[Text section Boundary: Start]
I always called my stepfather “Chuck” with an occasional “Dad” thrown in but not nearly as often as I should have. He taught me many things, how to kill a chicken without cutting it’s head off, how to toss baseball and of course, about sex. I still remember the large storeroom where he gave me “the” talk. I think most of it went right over my head. I did not make the connection between the “balloons” the older boys had and the condom box with a Greek warrior on the cover labeled “Trojans” which I carried around in my see through shirt pocket. When Mom noticed that I got another “lecture” from Chuck.
As I stated earlier this was a mostly Catholic community. I think there was one other protestant family in town. The school had been a parochial school for most of its existence. Recently it had been turned over to the state but the Catholic Church and meeting hall right across the street. You could look out the windows of the school and see the priest walking back and forth to visit his parishioners. I was not used to Catholic Priests and did not understand the long “dress” which he wore as he went on his visits.
One day I was playing with the other boys on the field between the meetinghouse and the church and he walked by. All of the kids I was playing with immediately said “Hello Father” and I just said “Hello” a big mistake as he spun around with skirts flapping and began to descend on me. I had seen him grab others by the ear and knew that I was destined for that fate. The kids started to yell “He’s not Catholic, Father” and I was spared the indignity of having my ear pulled. For some reason this instance has stayed with me and I doubt that I will ever feel comfortable around a priest in a long robe.
[Text section Boundary: End]
[Source material Boundary: Start]
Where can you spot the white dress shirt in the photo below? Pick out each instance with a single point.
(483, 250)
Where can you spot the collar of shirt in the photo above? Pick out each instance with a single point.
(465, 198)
[Source material Boundary: End]
Copy the passage from the childhood memoir, from "As I stated" up to and including "on his visits.".

As I stated earlier this was a mostly Catholic community. I think there was one other protestant family in town. The school had been a parochial school for most of its existence. Recently it had been turned over to the state but the Catholic Church and meeting hall right across the street. You could look out the windows of the school and see the priest walking back and forth to visit his parishioners. I was not used to Catholic Priests and did not understand the long “dress” which he wore as he went on his visits.